• EXERCISE DETAILS:
Which lines should be repeated? Exactly the one containing "point_to(query) locates a point on each instance of the desk" and every line after it through the end of the entries below.

• RECORD EXCERPTS:
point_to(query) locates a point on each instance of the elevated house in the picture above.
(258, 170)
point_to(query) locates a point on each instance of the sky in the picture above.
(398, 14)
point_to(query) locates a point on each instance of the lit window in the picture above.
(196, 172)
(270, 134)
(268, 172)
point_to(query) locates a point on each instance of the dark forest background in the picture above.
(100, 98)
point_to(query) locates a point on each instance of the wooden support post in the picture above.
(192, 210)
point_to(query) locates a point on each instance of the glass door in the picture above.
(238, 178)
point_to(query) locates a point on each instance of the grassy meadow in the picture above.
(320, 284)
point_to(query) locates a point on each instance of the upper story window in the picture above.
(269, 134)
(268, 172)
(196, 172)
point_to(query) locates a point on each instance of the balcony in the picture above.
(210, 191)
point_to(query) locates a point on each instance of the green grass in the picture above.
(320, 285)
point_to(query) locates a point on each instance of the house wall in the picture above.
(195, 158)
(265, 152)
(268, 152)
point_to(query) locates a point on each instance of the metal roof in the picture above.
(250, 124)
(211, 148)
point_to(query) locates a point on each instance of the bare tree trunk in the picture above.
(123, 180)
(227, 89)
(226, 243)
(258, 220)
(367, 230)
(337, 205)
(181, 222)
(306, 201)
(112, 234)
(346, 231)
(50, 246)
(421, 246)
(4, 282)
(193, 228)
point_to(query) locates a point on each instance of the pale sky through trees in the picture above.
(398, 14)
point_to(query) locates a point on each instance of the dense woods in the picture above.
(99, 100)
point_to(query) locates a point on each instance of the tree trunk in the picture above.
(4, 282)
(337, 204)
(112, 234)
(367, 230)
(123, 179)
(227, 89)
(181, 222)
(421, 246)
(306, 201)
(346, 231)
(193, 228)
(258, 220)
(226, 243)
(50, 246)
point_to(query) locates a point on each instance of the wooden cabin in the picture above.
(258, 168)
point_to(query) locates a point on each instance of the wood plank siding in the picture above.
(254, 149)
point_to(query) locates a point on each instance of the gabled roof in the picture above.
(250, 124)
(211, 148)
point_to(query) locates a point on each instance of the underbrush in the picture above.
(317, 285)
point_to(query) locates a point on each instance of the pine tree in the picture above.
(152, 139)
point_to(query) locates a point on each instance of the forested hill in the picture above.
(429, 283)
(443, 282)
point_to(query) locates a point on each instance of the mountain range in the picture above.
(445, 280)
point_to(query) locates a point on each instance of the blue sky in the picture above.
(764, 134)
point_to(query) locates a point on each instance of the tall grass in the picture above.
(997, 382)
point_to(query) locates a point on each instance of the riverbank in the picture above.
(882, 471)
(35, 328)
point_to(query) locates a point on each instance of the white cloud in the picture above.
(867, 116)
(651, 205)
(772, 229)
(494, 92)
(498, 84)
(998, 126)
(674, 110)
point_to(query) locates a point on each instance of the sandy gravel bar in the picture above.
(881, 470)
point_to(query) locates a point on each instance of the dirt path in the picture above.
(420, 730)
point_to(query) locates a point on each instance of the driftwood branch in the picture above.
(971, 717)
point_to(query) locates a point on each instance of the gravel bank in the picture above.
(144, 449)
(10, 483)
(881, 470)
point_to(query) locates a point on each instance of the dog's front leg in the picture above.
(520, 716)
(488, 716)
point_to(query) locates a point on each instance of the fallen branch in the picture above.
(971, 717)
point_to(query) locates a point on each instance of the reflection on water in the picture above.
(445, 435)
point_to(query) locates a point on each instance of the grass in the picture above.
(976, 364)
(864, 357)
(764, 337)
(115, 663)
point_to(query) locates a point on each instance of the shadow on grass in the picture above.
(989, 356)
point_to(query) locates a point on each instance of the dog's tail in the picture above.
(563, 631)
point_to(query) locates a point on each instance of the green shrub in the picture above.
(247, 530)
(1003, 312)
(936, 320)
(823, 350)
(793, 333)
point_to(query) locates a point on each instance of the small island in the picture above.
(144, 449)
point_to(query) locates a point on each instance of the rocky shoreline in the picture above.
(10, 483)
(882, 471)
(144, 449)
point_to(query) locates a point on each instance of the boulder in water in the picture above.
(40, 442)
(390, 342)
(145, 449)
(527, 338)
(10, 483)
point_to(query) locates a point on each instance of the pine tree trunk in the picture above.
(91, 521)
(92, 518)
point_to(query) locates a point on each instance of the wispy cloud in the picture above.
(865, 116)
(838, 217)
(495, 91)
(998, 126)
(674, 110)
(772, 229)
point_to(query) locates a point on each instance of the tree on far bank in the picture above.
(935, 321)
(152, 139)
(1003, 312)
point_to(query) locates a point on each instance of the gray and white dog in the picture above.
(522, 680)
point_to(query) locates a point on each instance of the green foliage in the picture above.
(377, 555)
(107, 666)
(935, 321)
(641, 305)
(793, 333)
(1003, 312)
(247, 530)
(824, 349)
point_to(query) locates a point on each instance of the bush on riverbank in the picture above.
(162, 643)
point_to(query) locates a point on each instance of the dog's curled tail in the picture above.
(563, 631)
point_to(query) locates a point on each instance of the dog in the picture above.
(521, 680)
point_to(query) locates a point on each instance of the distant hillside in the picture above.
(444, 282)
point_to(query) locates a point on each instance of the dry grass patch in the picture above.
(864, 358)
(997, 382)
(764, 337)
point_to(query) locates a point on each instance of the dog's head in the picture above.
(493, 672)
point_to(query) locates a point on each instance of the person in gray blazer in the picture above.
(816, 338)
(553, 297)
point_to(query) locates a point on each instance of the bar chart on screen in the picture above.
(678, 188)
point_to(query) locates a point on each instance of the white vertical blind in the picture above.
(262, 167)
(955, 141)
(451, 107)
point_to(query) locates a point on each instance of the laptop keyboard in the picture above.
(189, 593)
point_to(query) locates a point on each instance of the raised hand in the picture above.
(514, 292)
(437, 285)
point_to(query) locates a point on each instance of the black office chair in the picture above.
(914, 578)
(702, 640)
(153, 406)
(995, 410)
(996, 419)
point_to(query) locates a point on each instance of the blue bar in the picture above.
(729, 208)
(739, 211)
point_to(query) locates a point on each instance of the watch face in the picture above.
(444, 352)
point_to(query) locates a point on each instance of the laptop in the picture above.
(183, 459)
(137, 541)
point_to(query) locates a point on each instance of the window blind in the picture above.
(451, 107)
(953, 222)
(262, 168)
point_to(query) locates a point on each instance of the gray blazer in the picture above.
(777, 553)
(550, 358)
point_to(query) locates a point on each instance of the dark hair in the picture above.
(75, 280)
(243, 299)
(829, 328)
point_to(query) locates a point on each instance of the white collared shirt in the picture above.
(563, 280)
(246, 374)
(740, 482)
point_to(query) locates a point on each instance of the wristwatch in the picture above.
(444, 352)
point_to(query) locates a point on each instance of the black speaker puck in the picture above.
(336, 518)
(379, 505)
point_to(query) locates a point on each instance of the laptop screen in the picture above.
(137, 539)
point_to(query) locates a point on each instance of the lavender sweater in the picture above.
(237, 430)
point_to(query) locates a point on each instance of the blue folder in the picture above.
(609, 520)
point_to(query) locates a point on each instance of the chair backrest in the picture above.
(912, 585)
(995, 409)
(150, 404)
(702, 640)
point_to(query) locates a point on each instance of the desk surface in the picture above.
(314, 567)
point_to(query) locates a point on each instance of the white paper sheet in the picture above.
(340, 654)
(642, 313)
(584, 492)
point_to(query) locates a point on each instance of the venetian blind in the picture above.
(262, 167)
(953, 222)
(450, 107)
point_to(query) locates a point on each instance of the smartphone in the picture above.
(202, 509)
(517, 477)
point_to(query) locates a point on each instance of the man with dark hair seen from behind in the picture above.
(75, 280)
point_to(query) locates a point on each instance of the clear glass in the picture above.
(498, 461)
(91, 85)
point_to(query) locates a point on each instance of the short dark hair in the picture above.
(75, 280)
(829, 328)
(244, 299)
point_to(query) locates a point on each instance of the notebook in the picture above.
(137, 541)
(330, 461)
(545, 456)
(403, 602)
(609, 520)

• REPLY:
point_to(query) locates a point on each instance of the desk surface in the picture above.
(314, 567)
point_to(query) locates a point on each instance of the white paper sheet in the picture above.
(340, 654)
(642, 313)
(584, 492)
point_to(query) locates a point on each instance of the venetian blind in the picture above.
(262, 167)
(953, 222)
(450, 107)
point_to(query) locates a point on each instance of the smartphone in the picture above.
(202, 509)
(517, 477)
point_to(query) locates a point on each instance of the man with dark hair seen from behind in the picture above.
(75, 280)
point_to(query) locates a point on each instance of the clear glass in the picture above.
(498, 461)
(91, 85)
point_to(query) locates a point on each instance of the short dark hair in the picture above.
(75, 280)
(829, 328)
(244, 299)
point_to(query) locates a point on each instance of the notebook in the picture above.
(137, 541)
(330, 461)
(545, 456)
(403, 602)
(609, 520)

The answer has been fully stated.